[SELECTED PASSAGE]
+===+

But I need to conserve my energy for the civil war that is coming if the Treaty Principles Bill makes it past its first reading and the thumb in a suit we have posing as a prime minister unleashes the taniwha that will consume him.

Hine Toa tells the transformation from a determined kōtiro into an activist and academic. Ngāhuia reminds the reader that Nga Tamatoa, the Auckland university activist group was aided by Pākehā, but their allyship was more than performative. My favourite scene from the documentary Te Matakite o Aotearoa: The Māori Land March is when there is a break in the hikoi and Pākehā give the kuia mirimiri as they chuckle at being pampered by earnest whiteys.

And I take heart in the fact that anyone who labels a moko kauae as a WINZ barcode must have a bitter, scared, shitty life, and have also risked cursing themselves for eternity. Change is painful, reading the comments is painful. But this mamae is necessary if we are going to grow. At least we can no longer be smug about our race relations being the best in the world compared to countries like the US and Australia—the wound is finally getting some air before it can heal. And as much as I cleave to their catch-cry Ka Whawhai Tonu Matou, the fight without end; really I would like the struggle to cease. And despite its call for action, stories like Ngahuia’s also act as a balm. They remind us that the tīpuna have been through worse to get us this far.

I suppose it’s no coincidence that two of the titles I devoured are memoirs. Memoir is in and I have heard loud whispers that the personal essay is dead. Thank God. I’ve been labelled an essayist and have spent the last three years writing a book — a monstrous hybrid of genres posing as a memoir that I hope will free me from this label. I’m more interested in house interiors than issues. But also, it has been a form that has allowed me to explore aspects of being Māori, to theorise about us. Whereas, Ngāhuia has just lived being Māori, there is no anxious need to prove how Māori she is. She just is.

Ngāhuia also has an extraordinary memory, so the form suits her, and her gift for describing every house or room she has entered and what people were wearing. Here she describes the catholic school uniform which made her feel special during a brief stint in Haitaitai when Paparoa, who she calls “Mummy”, was sick: “Our uniforms were exquisite – and prohibitively expensive. I arrived in summer, so my  auntie and uncle provided the pale-taupe silk blouse with a large round collar under a cobalt-blue linen pinafore dress, pale Panama hat and brown Roman sandals.”

+===+

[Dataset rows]
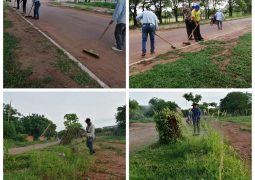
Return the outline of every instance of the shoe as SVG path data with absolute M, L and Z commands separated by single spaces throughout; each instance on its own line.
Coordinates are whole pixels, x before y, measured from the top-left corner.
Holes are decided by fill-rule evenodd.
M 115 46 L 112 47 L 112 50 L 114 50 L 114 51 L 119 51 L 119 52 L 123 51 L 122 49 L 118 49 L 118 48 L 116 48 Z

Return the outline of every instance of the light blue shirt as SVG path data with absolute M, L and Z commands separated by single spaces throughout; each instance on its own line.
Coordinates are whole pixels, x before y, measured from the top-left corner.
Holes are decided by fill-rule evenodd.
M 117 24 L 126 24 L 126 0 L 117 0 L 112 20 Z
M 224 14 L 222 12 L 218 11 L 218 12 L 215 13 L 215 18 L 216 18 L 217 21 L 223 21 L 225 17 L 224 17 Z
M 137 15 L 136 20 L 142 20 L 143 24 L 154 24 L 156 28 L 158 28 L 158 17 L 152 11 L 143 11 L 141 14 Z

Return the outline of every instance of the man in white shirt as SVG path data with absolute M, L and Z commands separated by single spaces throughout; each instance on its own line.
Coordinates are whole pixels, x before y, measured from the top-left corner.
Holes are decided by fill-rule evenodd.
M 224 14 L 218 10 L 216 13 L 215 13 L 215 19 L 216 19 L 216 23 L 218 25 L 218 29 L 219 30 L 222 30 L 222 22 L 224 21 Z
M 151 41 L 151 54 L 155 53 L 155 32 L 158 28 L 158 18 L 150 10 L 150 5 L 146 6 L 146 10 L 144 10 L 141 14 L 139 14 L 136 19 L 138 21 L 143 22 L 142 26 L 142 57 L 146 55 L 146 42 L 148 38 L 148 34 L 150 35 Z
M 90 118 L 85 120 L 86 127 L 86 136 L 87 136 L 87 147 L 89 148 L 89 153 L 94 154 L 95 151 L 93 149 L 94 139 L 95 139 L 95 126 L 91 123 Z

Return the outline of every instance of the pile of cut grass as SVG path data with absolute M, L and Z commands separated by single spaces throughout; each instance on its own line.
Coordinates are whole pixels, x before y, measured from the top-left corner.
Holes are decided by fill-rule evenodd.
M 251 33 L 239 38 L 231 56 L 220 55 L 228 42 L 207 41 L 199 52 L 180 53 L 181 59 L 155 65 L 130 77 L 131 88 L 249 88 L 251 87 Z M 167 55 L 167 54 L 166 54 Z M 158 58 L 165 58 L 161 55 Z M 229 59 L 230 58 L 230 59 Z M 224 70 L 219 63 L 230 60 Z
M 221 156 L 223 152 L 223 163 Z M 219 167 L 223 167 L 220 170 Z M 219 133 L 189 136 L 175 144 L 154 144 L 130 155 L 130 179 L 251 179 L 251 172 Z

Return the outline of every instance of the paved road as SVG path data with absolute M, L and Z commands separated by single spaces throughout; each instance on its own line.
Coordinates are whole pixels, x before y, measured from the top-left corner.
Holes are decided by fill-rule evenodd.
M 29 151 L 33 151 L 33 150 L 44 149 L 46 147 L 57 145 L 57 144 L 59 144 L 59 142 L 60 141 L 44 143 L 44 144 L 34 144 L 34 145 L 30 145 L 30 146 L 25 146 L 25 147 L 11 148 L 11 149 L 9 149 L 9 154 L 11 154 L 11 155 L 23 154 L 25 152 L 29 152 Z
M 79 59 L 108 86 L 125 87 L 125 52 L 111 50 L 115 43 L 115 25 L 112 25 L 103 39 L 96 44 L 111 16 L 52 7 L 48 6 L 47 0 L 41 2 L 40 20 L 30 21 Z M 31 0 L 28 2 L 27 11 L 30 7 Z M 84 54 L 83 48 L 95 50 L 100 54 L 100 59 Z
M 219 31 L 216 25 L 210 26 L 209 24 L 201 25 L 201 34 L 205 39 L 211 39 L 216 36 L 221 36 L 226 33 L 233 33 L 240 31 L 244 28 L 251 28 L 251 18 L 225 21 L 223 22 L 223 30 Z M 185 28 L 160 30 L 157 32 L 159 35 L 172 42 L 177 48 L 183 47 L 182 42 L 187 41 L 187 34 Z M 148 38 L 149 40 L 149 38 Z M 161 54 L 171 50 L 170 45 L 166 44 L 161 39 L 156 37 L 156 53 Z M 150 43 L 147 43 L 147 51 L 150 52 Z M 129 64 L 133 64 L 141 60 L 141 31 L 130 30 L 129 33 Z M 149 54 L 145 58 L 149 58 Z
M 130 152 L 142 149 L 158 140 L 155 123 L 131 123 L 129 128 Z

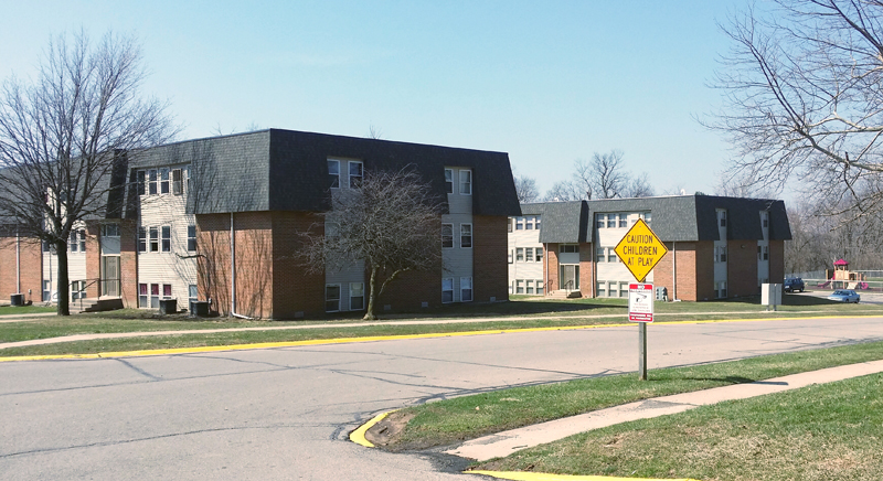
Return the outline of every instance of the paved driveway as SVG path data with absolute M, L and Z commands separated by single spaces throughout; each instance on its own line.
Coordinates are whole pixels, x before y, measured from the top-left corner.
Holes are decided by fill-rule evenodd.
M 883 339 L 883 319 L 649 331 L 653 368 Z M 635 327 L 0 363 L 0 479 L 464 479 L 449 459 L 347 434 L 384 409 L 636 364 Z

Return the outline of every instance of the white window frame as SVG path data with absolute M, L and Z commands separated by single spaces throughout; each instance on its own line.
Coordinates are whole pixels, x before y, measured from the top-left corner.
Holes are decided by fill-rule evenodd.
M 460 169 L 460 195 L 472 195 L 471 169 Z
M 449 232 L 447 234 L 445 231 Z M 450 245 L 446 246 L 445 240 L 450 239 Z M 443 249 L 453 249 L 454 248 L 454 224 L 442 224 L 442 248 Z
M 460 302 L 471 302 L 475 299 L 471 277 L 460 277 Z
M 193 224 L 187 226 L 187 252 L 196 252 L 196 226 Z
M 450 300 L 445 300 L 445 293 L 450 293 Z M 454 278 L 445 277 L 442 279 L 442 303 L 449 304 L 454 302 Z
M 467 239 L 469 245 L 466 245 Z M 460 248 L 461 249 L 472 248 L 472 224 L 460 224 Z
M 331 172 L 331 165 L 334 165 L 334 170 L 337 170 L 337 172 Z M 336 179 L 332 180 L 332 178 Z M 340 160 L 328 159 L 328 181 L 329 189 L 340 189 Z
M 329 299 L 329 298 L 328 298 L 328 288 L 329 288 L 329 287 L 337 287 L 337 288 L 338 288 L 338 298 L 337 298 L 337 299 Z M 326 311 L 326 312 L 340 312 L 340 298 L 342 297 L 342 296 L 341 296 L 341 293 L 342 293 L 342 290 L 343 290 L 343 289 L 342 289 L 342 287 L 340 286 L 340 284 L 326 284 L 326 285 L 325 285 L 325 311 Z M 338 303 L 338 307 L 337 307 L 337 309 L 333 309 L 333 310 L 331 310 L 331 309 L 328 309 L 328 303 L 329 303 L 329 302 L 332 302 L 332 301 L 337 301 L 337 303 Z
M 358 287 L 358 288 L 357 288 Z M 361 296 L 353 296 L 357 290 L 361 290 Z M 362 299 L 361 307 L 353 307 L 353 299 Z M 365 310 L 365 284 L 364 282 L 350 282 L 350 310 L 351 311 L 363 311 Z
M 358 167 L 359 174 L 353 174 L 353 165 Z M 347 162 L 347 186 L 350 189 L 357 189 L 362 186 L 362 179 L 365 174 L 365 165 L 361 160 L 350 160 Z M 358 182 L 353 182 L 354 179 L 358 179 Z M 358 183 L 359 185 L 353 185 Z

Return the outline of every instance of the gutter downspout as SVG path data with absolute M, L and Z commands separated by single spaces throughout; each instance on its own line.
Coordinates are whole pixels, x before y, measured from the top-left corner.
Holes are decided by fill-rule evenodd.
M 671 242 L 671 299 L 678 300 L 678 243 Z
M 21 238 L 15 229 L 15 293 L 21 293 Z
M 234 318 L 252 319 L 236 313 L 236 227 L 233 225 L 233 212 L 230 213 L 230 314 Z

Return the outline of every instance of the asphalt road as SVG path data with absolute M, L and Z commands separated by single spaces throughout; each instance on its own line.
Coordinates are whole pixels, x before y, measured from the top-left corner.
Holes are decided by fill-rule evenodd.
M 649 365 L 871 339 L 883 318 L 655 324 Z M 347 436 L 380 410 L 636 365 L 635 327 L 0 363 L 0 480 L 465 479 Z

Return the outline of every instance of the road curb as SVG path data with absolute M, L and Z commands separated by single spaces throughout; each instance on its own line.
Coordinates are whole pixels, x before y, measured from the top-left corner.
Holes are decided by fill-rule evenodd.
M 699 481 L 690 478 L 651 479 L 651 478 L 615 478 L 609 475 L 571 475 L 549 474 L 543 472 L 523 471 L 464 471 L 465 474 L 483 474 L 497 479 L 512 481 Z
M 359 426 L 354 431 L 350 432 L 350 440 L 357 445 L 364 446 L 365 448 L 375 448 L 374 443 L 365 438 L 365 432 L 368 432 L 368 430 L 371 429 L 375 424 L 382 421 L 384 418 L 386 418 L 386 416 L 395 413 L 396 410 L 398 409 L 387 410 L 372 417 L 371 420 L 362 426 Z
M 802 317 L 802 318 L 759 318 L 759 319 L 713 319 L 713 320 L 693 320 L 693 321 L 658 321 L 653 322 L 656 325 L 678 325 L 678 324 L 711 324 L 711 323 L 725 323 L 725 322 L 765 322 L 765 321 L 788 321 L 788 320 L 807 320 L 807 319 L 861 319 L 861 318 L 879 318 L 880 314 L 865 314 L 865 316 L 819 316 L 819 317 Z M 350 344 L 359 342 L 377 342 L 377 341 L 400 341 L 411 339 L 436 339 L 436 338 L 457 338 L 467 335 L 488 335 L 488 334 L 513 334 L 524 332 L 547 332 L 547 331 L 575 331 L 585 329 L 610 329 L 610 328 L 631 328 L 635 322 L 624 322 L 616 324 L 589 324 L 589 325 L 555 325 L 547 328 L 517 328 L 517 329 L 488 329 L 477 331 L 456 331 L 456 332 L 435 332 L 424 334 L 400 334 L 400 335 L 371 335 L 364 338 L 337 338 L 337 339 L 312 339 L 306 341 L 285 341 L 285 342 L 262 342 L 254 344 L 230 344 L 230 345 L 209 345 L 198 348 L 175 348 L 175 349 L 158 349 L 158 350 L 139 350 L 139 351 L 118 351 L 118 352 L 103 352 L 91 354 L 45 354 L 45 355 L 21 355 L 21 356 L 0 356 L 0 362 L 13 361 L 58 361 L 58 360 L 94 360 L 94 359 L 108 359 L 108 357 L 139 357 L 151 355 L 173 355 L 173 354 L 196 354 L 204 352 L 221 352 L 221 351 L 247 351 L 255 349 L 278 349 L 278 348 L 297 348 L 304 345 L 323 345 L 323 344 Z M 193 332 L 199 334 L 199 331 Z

+===+

[THINGS TO DO]
[1] From the records, give the lines starting with the one that contains "Return the outline of every instance of the asphalt" and going on through the one that contains "M 649 365 L" as a Markdown table with the columns No. and Line, leaving out blank lines.
[2] Carry the review of Hine Toa forward from its last sentence.

[EXPECTED RESULTS]
[1]
| No. | Line |
|---|---|
| 1 | Return the outline of every instance of the asphalt road as SVG path data with absolute M, L and Z commands separated by single spaces throughout; each instance on its own line. |
| 2 | Coordinates are whole pixels, x before y, measured from the top-left corner. |
| 3 | Holes are decided by fill-rule evenodd. |
| 4 | M 649 365 L 871 339 L 883 318 L 655 324 Z M 347 436 L 380 410 L 636 365 L 635 327 L 0 363 L 0 480 L 465 479 Z |

[2]
Ngāhuia has a taste for fancy things and elegant interiors and maybe some readers will be surprised by how middle class some of her relatives were. Including parts of the whānau who gave her up in a whangai deal brokered by two weeping kuia.

Watching Ngāhuia on a Auckland Women’s Centre zoom interview conducted by Stacey Morrison I could see and hear how carefully Ngahuia measures her words. The long patrician vowels that she was teased for as a child, and her BBC style enunciation reminds me of other Māori elders I have heard speak and who are as careful with their English as they are with their reo. It is shameful that the video only has 115 views on YouTube when the media reports every cynical, stupid thing David Seymour says.He whistles and the kurī form a pack around him.

And despite the rich descriptive details in Hine Toa, she does not waste words. Ngāhuia possesses the deft touch of a natural poet, someone is described as wearing “light forgetful clothes” and she is ruthless regarding her own “fly-shit freckles”. An adolescent chapter begins, “By this time, I had tasted an olive.” What perfect economy, matched with an eye that has been further refined by the discipline of art history.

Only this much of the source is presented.